■ **REQUIRED TASK**: Count the lines in the items below that contain the word "small", and reply with that number alone.

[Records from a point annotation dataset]
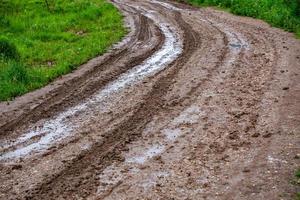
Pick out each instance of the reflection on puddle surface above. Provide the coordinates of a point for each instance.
(148, 154)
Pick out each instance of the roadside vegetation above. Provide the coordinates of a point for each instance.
(43, 39)
(298, 183)
(279, 13)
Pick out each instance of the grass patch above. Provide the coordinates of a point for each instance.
(279, 13)
(40, 41)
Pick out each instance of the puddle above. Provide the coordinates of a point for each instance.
(167, 5)
(148, 154)
(61, 126)
(238, 46)
(172, 134)
(189, 116)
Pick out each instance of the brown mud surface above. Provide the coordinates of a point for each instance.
(192, 104)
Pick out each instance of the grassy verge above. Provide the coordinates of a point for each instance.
(43, 39)
(279, 13)
(297, 182)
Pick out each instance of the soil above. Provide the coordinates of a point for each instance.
(192, 104)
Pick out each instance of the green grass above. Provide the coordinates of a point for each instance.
(39, 43)
(279, 13)
(297, 197)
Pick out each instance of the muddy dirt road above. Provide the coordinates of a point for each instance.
(192, 104)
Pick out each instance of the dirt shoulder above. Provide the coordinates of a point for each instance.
(214, 117)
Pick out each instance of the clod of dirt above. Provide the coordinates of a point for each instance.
(285, 88)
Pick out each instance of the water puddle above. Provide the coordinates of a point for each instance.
(148, 154)
(63, 125)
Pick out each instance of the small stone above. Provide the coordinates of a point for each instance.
(267, 134)
(16, 167)
(255, 134)
(297, 156)
(246, 170)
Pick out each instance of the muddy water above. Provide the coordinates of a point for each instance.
(62, 126)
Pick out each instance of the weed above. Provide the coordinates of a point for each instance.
(49, 41)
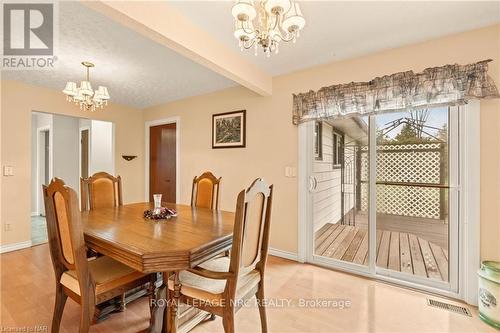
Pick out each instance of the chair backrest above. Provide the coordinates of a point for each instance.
(101, 190)
(205, 191)
(65, 232)
(251, 228)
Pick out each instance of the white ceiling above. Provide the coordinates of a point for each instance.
(338, 30)
(141, 73)
(137, 71)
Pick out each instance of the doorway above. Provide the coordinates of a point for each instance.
(84, 152)
(381, 196)
(162, 160)
(43, 174)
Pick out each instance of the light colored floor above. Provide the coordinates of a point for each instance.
(398, 251)
(38, 230)
(27, 296)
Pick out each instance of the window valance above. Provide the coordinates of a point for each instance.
(437, 86)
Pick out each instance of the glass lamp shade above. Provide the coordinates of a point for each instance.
(294, 20)
(70, 89)
(79, 96)
(241, 34)
(277, 6)
(244, 10)
(97, 100)
(86, 88)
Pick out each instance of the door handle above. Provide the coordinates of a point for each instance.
(313, 183)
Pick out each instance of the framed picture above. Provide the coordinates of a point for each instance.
(229, 129)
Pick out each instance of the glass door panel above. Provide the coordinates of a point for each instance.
(412, 191)
(339, 187)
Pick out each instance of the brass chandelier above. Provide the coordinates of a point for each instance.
(266, 24)
(85, 96)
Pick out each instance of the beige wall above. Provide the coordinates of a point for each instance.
(17, 102)
(272, 139)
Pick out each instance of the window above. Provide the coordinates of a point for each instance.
(318, 140)
(337, 143)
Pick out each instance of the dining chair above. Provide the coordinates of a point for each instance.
(205, 191)
(101, 190)
(88, 282)
(220, 285)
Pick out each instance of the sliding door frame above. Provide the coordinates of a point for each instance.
(465, 191)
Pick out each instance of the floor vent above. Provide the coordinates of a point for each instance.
(450, 307)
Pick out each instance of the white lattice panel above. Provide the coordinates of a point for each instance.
(408, 163)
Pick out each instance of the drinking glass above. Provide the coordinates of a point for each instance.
(157, 200)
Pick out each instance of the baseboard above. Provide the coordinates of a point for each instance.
(14, 247)
(284, 254)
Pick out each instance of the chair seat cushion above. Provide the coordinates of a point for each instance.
(106, 272)
(211, 290)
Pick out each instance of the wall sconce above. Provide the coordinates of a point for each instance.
(129, 157)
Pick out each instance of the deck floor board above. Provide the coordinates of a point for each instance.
(399, 251)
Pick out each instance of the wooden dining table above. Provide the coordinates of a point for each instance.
(168, 246)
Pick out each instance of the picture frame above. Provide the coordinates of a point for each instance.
(229, 129)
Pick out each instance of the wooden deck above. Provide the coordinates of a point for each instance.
(399, 251)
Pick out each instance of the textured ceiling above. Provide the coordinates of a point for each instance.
(137, 71)
(338, 30)
(141, 73)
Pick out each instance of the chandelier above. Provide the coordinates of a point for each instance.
(84, 96)
(266, 24)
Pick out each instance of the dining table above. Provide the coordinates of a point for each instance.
(168, 246)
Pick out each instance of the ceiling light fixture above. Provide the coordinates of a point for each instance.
(267, 23)
(84, 96)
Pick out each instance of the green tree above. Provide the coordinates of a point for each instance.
(408, 134)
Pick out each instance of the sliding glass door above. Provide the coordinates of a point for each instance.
(383, 196)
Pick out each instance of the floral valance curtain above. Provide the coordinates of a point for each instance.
(437, 86)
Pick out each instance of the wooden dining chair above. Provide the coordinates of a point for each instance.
(219, 285)
(101, 190)
(88, 282)
(205, 191)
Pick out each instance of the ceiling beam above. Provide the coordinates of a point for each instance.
(165, 25)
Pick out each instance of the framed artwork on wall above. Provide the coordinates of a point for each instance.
(229, 129)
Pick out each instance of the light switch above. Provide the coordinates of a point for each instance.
(8, 170)
(290, 172)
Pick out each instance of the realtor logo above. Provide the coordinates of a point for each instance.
(28, 29)
(30, 32)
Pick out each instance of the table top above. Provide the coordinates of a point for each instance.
(195, 235)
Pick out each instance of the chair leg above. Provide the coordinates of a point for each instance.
(262, 308)
(123, 303)
(86, 315)
(228, 321)
(58, 309)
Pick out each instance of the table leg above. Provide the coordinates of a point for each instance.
(160, 304)
(171, 323)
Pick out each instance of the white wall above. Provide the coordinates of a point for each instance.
(65, 150)
(65, 135)
(38, 120)
(327, 204)
(101, 147)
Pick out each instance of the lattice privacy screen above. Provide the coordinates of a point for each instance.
(417, 163)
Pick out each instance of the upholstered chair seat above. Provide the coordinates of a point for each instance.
(106, 272)
(220, 284)
(211, 290)
(87, 282)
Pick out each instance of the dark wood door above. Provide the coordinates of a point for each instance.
(162, 155)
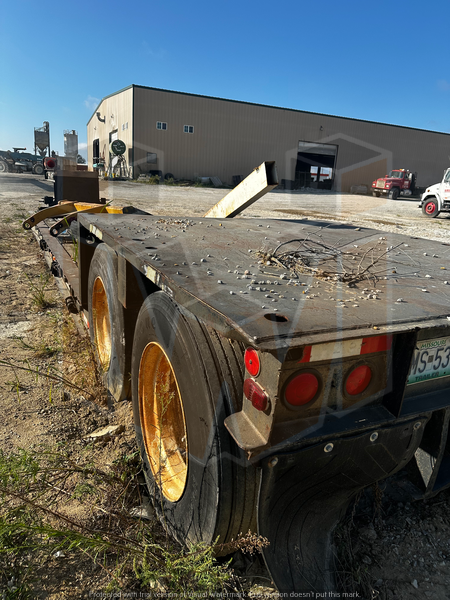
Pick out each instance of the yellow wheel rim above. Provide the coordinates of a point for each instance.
(101, 323)
(162, 421)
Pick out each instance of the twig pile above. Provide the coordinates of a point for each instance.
(307, 255)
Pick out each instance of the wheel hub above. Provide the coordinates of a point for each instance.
(101, 323)
(163, 422)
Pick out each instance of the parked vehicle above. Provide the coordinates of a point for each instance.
(274, 369)
(399, 182)
(436, 198)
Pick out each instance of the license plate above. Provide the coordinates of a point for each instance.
(431, 360)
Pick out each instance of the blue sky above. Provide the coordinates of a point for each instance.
(380, 61)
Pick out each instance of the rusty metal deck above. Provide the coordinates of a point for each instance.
(211, 266)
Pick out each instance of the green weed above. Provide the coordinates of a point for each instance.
(36, 487)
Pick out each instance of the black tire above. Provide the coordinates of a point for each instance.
(430, 207)
(218, 496)
(38, 169)
(107, 323)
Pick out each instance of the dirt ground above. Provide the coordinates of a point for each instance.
(389, 546)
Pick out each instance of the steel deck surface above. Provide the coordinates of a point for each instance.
(212, 267)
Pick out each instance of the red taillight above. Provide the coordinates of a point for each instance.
(255, 394)
(302, 389)
(358, 380)
(252, 363)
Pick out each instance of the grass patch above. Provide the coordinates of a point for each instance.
(39, 293)
(41, 490)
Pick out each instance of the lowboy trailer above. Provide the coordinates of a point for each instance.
(276, 367)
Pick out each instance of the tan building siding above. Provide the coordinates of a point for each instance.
(117, 110)
(231, 138)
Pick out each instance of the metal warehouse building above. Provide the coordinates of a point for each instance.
(190, 136)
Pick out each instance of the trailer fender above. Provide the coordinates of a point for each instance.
(183, 385)
(107, 324)
(304, 494)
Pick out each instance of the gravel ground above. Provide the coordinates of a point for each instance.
(389, 546)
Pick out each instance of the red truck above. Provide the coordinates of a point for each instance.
(262, 401)
(398, 182)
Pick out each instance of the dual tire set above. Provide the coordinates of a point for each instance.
(184, 379)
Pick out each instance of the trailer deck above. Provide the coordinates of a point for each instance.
(202, 262)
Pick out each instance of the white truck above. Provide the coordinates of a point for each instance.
(436, 198)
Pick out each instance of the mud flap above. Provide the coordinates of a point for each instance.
(304, 494)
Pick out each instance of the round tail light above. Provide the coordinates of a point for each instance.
(358, 380)
(302, 389)
(256, 394)
(252, 364)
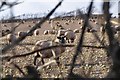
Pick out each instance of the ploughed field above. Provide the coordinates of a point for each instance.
(91, 63)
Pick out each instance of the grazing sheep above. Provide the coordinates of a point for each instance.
(36, 32)
(70, 36)
(20, 34)
(45, 32)
(52, 31)
(49, 52)
(76, 31)
(117, 28)
(11, 38)
(61, 32)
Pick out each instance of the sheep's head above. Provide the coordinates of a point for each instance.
(61, 39)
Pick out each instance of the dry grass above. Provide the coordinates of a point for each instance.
(91, 63)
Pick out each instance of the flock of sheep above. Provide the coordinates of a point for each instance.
(63, 36)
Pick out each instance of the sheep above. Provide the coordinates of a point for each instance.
(36, 32)
(70, 36)
(52, 32)
(61, 32)
(49, 52)
(11, 38)
(76, 31)
(20, 34)
(45, 32)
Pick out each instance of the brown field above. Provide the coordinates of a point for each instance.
(92, 63)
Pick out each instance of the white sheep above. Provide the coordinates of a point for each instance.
(11, 38)
(52, 31)
(61, 32)
(70, 36)
(45, 32)
(49, 52)
(36, 32)
(20, 34)
(76, 31)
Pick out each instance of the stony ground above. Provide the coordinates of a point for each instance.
(91, 63)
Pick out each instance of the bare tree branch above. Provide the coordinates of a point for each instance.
(38, 25)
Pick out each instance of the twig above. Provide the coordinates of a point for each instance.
(27, 54)
(38, 25)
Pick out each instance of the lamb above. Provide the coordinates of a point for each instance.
(52, 32)
(49, 52)
(36, 32)
(11, 38)
(61, 32)
(45, 32)
(76, 31)
(70, 36)
(20, 34)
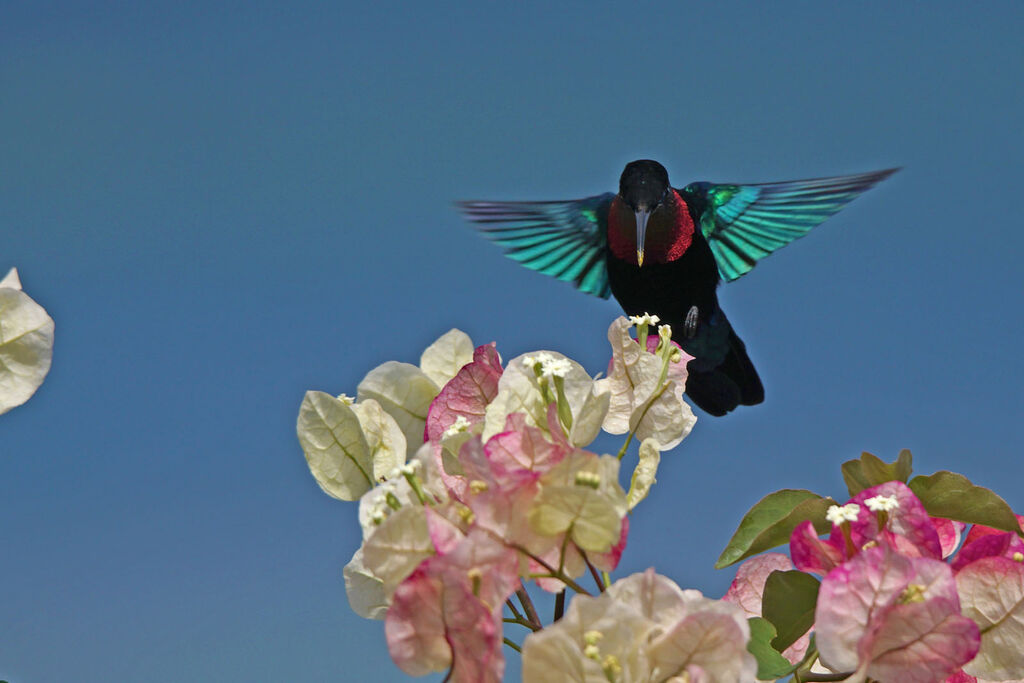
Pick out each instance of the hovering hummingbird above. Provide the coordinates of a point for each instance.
(664, 251)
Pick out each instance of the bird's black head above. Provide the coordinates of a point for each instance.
(644, 184)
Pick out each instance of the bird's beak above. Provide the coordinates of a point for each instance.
(642, 215)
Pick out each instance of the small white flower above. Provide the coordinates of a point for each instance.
(839, 514)
(646, 318)
(556, 367)
(460, 425)
(882, 503)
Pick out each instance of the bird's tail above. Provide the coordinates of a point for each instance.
(719, 390)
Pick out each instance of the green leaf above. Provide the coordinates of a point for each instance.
(771, 520)
(871, 470)
(788, 603)
(771, 665)
(953, 497)
(643, 475)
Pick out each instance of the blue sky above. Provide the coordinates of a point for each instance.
(223, 205)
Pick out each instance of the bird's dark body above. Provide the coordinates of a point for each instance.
(721, 375)
(664, 251)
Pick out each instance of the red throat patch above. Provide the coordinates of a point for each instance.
(670, 231)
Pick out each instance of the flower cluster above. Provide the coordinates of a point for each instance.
(474, 482)
(904, 596)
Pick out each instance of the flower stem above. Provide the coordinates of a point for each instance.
(552, 572)
(593, 572)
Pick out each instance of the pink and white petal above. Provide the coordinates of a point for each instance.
(466, 395)
(609, 560)
(415, 629)
(921, 642)
(713, 641)
(992, 545)
(991, 593)
(849, 596)
(811, 553)
(950, 531)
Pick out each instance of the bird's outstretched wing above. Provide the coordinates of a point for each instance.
(744, 223)
(564, 240)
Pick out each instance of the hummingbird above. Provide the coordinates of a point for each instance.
(664, 251)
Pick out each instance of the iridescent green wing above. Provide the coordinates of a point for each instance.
(564, 240)
(744, 223)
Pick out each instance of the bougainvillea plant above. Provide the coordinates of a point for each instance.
(475, 488)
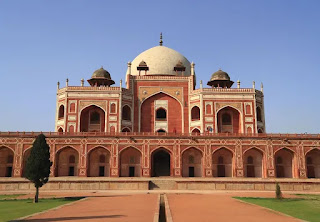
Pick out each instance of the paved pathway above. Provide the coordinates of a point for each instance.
(113, 208)
(219, 207)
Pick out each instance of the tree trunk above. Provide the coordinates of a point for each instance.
(36, 197)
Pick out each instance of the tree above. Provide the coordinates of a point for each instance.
(38, 164)
(278, 192)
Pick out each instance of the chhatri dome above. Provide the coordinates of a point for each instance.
(160, 60)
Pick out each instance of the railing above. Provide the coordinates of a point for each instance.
(158, 134)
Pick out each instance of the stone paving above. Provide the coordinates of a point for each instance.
(200, 206)
(220, 207)
(113, 208)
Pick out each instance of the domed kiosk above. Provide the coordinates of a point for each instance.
(161, 60)
(101, 77)
(220, 79)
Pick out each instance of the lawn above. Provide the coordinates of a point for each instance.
(305, 207)
(13, 209)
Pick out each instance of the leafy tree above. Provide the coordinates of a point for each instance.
(278, 192)
(38, 164)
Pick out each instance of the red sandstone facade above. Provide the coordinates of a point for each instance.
(160, 125)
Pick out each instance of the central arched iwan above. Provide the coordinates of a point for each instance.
(148, 113)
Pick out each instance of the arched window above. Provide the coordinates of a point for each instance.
(61, 112)
(279, 160)
(102, 158)
(126, 113)
(71, 129)
(10, 159)
(113, 108)
(125, 130)
(309, 160)
(208, 109)
(259, 116)
(195, 113)
(250, 160)
(226, 119)
(72, 107)
(248, 109)
(161, 114)
(94, 118)
(72, 159)
(161, 131)
(191, 159)
(220, 160)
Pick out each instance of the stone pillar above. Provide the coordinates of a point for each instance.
(269, 160)
(239, 161)
(300, 162)
(17, 159)
(207, 163)
(83, 159)
(176, 160)
(145, 162)
(115, 159)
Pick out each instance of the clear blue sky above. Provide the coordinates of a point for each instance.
(276, 42)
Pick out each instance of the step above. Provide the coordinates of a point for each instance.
(162, 184)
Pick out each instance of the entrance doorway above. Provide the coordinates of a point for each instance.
(191, 171)
(131, 171)
(160, 163)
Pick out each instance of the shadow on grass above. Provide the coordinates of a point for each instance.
(76, 218)
(274, 199)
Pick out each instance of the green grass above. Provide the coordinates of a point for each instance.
(306, 207)
(10, 196)
(13, 209)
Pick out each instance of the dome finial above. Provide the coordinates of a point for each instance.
(161, 42)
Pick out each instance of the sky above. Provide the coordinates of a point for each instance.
(276, 42)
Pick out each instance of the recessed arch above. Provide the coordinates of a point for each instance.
(96, 167)
(161, 158)
(65, 167)
(228, 120)
(312, 161)
(147, 113)
(125, 129)
(192, 159)
(222, 162)
(195, 113)
(126, 113)
(253, 162)
(284, 163)
(92, 119)
(130, 162)
(6, 161)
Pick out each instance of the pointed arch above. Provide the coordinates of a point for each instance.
(284, 163)
(95, 166)
(253, 159)
(130, 162)
(65, 167)
(192, 159)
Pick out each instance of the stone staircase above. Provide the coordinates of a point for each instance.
(162, 184)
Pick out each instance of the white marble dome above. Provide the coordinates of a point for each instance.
(160, 60)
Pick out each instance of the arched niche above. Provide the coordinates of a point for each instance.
(92, 119)
(6, 162)
(99, 162)
(130, 162)
(222, 160)
(67, 160)
(192, 163)
(228, 120)
(313, 163)
(253, 163)
(161, 162)
(284, 163)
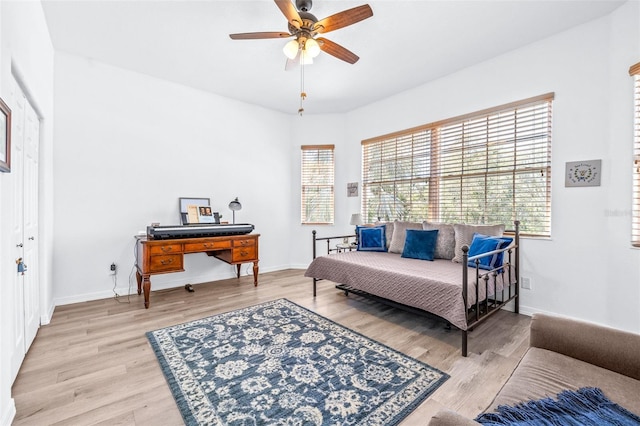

■ **OUTPUT OF THE EXERCISE**: 2